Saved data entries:
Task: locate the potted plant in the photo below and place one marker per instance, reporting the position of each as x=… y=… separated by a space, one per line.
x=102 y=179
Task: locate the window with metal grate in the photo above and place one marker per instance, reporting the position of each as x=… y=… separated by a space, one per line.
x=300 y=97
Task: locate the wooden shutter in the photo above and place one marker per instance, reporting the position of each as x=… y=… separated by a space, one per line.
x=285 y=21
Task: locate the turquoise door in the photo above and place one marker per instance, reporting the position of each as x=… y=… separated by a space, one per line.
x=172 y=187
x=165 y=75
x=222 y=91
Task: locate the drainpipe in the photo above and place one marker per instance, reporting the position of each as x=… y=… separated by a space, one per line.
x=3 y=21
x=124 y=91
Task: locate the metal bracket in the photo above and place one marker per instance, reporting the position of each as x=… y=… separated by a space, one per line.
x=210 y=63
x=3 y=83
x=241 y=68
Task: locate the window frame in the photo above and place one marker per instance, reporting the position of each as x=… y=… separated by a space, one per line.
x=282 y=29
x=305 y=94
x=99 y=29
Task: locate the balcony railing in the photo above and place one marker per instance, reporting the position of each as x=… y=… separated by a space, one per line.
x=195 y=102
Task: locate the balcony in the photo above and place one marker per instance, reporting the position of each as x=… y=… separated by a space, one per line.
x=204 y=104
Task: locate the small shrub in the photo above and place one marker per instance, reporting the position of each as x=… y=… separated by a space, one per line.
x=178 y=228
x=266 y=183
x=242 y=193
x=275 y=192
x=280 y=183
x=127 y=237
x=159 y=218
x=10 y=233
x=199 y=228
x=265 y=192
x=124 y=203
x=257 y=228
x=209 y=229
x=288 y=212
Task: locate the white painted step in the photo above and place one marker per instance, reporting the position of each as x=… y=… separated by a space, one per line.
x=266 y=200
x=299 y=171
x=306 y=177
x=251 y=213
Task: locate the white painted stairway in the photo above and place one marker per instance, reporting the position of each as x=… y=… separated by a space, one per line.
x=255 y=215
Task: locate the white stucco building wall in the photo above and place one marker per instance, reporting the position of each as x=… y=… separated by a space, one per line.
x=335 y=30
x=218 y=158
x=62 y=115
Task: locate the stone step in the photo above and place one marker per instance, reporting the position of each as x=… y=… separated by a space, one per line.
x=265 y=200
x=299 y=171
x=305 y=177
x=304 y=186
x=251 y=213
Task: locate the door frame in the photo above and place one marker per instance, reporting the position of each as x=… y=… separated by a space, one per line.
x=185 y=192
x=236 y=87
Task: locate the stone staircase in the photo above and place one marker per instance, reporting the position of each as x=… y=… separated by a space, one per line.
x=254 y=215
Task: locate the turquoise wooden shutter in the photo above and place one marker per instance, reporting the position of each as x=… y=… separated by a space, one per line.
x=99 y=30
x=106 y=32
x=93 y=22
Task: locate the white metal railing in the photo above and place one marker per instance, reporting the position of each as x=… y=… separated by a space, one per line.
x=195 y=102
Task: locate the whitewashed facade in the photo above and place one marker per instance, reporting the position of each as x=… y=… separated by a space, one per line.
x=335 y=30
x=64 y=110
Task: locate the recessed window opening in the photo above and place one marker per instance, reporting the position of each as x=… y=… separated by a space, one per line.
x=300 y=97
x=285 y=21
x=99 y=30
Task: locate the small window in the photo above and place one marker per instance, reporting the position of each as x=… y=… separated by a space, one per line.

**Your goal:** Copy again every line in the stretch from the line containing "Task: locate the recessed" through the end of the records, requests included, and shift each x and y coordinate in the answers by -135.

**Reply to the task:**
Task: locate the recessed window opening in the photo above and place one marker per instance, reporting the position of each as x=… y=… separated by a space, one per line.
x=165 y=-38
x=150 y=-114
x=-36 y=-105
Task: locate the small window in the photo above and place one marker per instance, reporting the position of each as x=… y=… separated by a space, one per line.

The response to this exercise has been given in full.